• _GIVEN INSTRUCTION_: The records that follow must be reproduced in full, exactly as written.

• _RECORDS TO USE_:
--- Start ---

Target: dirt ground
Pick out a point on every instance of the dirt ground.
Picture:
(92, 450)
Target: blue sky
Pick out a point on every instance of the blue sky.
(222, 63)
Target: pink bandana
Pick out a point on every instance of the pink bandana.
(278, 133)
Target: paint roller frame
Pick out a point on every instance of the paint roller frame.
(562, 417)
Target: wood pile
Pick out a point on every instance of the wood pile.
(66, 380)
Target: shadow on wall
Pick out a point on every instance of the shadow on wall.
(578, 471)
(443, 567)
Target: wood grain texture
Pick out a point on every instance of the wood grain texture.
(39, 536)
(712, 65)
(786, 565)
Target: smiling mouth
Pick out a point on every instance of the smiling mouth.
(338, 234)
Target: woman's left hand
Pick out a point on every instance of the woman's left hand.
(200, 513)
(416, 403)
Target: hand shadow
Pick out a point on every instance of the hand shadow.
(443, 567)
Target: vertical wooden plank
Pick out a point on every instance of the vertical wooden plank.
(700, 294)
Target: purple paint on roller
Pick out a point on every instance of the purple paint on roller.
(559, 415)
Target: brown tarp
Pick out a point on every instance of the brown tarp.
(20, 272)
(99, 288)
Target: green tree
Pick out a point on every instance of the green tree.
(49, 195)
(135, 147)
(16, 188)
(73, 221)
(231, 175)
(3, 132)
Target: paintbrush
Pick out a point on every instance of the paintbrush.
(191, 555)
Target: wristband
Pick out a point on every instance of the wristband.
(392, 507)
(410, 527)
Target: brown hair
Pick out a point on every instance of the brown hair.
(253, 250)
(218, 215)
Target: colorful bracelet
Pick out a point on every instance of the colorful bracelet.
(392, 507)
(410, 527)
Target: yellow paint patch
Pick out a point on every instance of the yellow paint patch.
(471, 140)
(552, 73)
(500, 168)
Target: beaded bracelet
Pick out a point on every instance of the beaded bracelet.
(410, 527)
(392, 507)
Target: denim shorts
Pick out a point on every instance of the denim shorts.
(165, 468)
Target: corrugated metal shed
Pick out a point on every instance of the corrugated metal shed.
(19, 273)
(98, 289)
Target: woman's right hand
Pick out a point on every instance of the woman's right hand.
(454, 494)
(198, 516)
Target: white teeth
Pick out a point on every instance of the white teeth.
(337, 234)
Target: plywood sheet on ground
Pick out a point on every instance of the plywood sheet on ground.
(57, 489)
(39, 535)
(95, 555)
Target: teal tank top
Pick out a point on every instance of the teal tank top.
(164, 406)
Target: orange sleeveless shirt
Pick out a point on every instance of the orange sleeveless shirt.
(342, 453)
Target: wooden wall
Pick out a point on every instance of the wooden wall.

--- End ---

• _SOLUTION FOR THIS TASK_:
Target: dirt ground
Pick out a point on every instance of the dirt ground.
Picture:
(92, 450)
Target: blue sky
Pick out a point on every instance of the blue sky.
(222, 63)
Target: pink bandana
Pick out a point on every instance of the pink bandana.
(278, 133)
Target: paint roller frame
Pick out a point on every instance of the paint roller frame.
(562, 417)
Target: wood pile
Pick out a point on every instance of the wood pile.
(66, 380)
Target: shadow on wall
Pick out a point on every instance of the shadow on wall.
(578, 471)
(443, 567)
Target: wood grain texture
Pick out a point on every instance of the wood grain texture.
(39, 536)
(712, 65)
(786, 565)
Target: smiling mouth
Pick out a point on every instance of the smiling mouth.
(338, 234)
Target: woman's left hand
Pick out a point on every instance of the woman's left hand.
(200, 513)
(416, 403)
Target: hand shadow
Pick out a point on every instance of the hand shadow.
(443, 567)
Target: vertical wooden plank
Pick out a point on every instance of the vertical wooden plank.
(700, 294)
Target: purple paint on roller
Pick out a point on every instance of the purple paint on roller.
(559, 415)
Target: brown tarp
Pick out a point on every instance of the brown tarp.
(20, 272)
(99, 288)
Target: green tree
Pick out a point on every instance of the green tree.
(49, 195)
(135, 147)
(16, 188)
(73, 221)
(231, 175)
(3, 132)
Target: paintbrush
Pick out a point on every instance of the paintbrush.
(191, 555)
Target: wristband
Pick out a point on every instance of the wristband.
(392, 507)
(410, 527)
Target: brown hair
Pick out a point on every instance of the brown hair.
(253, 250)
(218, 215)
Target: colorful bracelet
Pick out a point on every instance of the colorful bracelet.
(392, 507)
(410, 527)
Target: yellow paint patch
Pick out a point on every instance of the yellow paint patch.
(471, 140)
(552, 73)
(500, 168)
Target: beaded bracelet
Pick out a point on every instance of the beaded bracelet.
(410, 527)
(392, 507)
Target: denim shorts
Pick out a point on every instance of the denim shorts.
(165, 468)
Target: corrugated metal shed
Pick out a point on every instance of the corrugated metal shed.
(19, 273)
(98, 289)
Target: woman's right hand
Pick out a point on every instance of the woman's right hand.
(454, 494)
(198, 516)
Target: white teeth
Pick out a point on every instance of the white teeth.
(337, 234)
Target: plywood sheet on ground
Pick out a point on every instance of the plywood sheet on ground.
(57, 489)
(39, 535)
(95, 555)
Target: teal tank top
Pick out a point on every instance of the teal tank top.
(164, 406)
Target: orange sleeveless shirt
Pick out a point on every instance of the orange sleeveless shirt.
(342, 453)
Target: wooden wall
Pick out a point on every instance of the wooden wall.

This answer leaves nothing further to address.